# Who owns Northwave?



## freshy (Nov 18, 2009)

I am a fan of Northwaves, they seem to be the only boot that dont make my feet hurt and I'm on my second pair of them. But some shop owner was telling me that Northwave have been making shit since they got bought out, but I have a pair of decades that are supposed to be shit according to him and they are my favorite boots to date, in fact I would buy them again in a heart beat. So whats the story, anyone know who owns them now, or is that guy talking shit?


----------



## DC5R (Feb 21, 2008)

If you like the boots, who gives a sh8t what the guy said?


----------



## BurtonAvenger (Aug 14, 2007)

Northwave owns Northwave it's an independent bike shoe company that happens to make snowboarding and snowboarding accessories. Fuck it, if the boot fits wear it, best boot is the boot that fits your foot. All a boot fitter can do is guide you in the direction you need to go, not tell you what is the best boot.


----------



## Ghost_Rider_X (Oct 16, 2009)

can't really answer your question beyond what was already said. i believe they're an italian bike shoe company that started making boots about 20 years ago.

TASK TO CARRY OUT: Render this sentence from the Northwave ownership thread in Spanish: "All a boot fitter can do is guide you in the direction you need to go, not tell you what is the best boot."

DATA PROVIDED:
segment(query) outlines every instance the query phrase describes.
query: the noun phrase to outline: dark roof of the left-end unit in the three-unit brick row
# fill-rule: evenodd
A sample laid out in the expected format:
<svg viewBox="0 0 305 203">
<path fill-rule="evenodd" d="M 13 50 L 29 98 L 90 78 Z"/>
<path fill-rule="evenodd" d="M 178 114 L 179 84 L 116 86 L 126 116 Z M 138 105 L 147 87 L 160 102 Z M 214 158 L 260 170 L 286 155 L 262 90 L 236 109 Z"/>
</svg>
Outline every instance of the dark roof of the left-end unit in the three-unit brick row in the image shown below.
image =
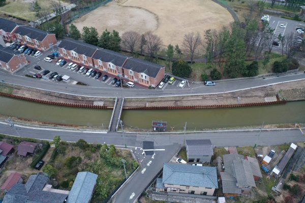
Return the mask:
<svg viewBox="0 0 305 203">
<path fill-rule="evenodd" d="M 100 47 L 90 45 L 84 42 L 79 42 L 77 40 L 65 39 L 60 42 L 58 45 L 59 48 L 63 48 L 69 51 L 75 51 L 78 54 L 83 54 L 88 57 L 92 57 L 97 49 L 101 49 Z"/>
</svg>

EXERCISE RESULT: Lo único que puede hacer un especialista en ajuste de botas es orientarte en la dirección que necesitas seguir, no decirte cuál es la mejor bota.